Work to do :: Reproduce every item below verbatim, leaving out the pictures.
-- Start of Data section --
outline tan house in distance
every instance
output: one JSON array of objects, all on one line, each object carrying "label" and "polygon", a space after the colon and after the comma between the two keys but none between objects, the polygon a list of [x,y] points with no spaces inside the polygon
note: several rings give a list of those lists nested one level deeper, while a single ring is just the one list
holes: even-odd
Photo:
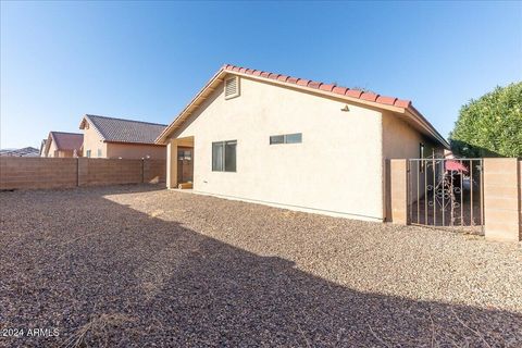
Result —
[{"label": "tan house in distance", "polygon": [[82,156],[84,135],[66,132],[49,132],[47,140],[42,141],[41,157],[71,158]]},{"label": "tan house in distance", "polygon": [[370,221],[388,214],[387,160],[448,148],[409,100],[233,65],[157,144],[169,188],[189,149],[194,192]]},{"label": "tan house in distance", "polygon": [[154,144],[154,139],[165,127],[164,124],[86,114],[79,124],[84,130],[84,157],[164,160],[165,146]]}]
-- End of Data section --
Exercise solution ::
outline tan house in distance
every instance
output: one JSON array of objects, all on one line, each object carrying "label" and "polygon", a space after the colon and after the comma between the two keys but none between objects, the polygon a list of [x,y] points with no spaces inside the polygon
note: several rings give a list of those lists nested one level deeper, while a single ring is just the one list
holes: even-odd
Photo:
Result —
[{"label": "tan house in distance", "polygon": [[82,156],[84,135],[66,132],[49,132],[47,140],[42,141],[41,157],[71,158]]},{"label": "tan house in distance", "polygon": [[370,221],[388,214],[387,160],[448,148],[409,100],[233,65],[157,144],[169,188],[189,149],[194,192]]},{"label": "tan house in distance", "polygon": [[154,144],[154,139],[165,127],[164,124],[86,114],[79,124],[84,130],[84,157],[164,160],[165,146]]}]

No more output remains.